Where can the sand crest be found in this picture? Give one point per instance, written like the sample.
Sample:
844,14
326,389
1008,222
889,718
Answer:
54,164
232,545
····················
**PROBLEM TO SOLVE:** The full set of entries above has to be restated exactly.

**COMPLETED TASK:**
Where can the sand crest be found in this picture? Give one point per instance, written like the sample.
Sample:
844,14
326,389
1008,222
889,718
Answer:
54,164
232,545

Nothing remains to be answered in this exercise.